### Trecho da página
-----
Leia “A Saga do Orfeu Brasileiro”, um artigo especial em memória a outros Carnavais.
A Saga do Orfeu Brasileiro
Não é segredo que sou uma obcecada pelo mito de Orfeu e Eurídice. Como toda monotemática, posso jurar que já devo ter escrito sobre este em alguma linha dessas apostilas. Não sei ao certo quando e qual o motivo. O mito, no entanto, me persegue. Assumo, e sigo, como Orfeu.
Devo dizer, sem nenhum glamour que me aproxime do tema central desse breve artigo, que quem primeiro me aproximou do mito foi “Vidas em Fuga” (1960), de Sidney Lumet com o icônico Marlon Brando – e deixarei aqui, por um momento, as polêmicas (já que somos contra todas as declarações machistas do ator). Ainda jovem, Val Xavier me foi apresentado como primeiro Orfeu. Somente anos mais tarde saberia se tratar de uma adaptação de Orpheus Descending (1937), do escritor estadunidense Tennessee Williams. Por volta do início dos anos 2000, uma edição especial da obra do dramaturgo chegava às minhas mãos e, assim, descobria o mito de Orfeu.
-----
### Tarefas
1. No artigo sobre o mito de Orfeu, por que a autora afirma que já deve ter escrito sobre o mito em alguma linha dessas apostilas?
2. Prossiga o artigo sobre o mito de Orfeu a partir da última frase apresentada no trecho da página.

### Material
-----
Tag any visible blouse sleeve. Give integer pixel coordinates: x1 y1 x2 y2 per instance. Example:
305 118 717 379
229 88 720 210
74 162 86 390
-----
### Tarefas resolvidas
1. Porque ela se declara obcecada pelo mito de Orfeu e Eurídice e se considera monotemática. Como acontece com toda pessoa monotemática, supõe já ter tratado do tema em algum momento, embora não saiba ao certo quando nem por qual motivo.

2.
Seguindo meus passos, chegou uma versão de Poemas em Quadrinhos de Dino Buzatti no ano de 2010, publicada originalmente em 1969. Pulou para meu colo através da capa. Uma nova fase da obsessão iniciou-se e, somente aí, fui rever “Orfeu Negro” (1959) (também conhecido como “Orfeu do Carnaval”) de Marcel Camus. Com olhar bem mais apurado que o da menina dos anos 00 que iniciava a faculdade deCinema, pude reparar as nuances da obra e entender sua mística.
Inspirado na peça “Orfeu da Conceição“, de Vinícius de Moraes, a primeira versão cinematográfica do Orfeu Brasileiro do final da década de 50 foi apresentada por um cineasta francês. Em sua sequência de introdução o filme já nos traz a beleza plástica da direção de fotografia de Jean Bourgoin – também responsável pelas imagens em “Meu Tio” (1958), “O Mais Longo dos Dias” (1962) e “Germinal” (1963) e uma série de clássicos ao longo de algumas décadas. Essa sequência traz também uma das músicas da dupla Tom e Vinícius, “Felicidade“.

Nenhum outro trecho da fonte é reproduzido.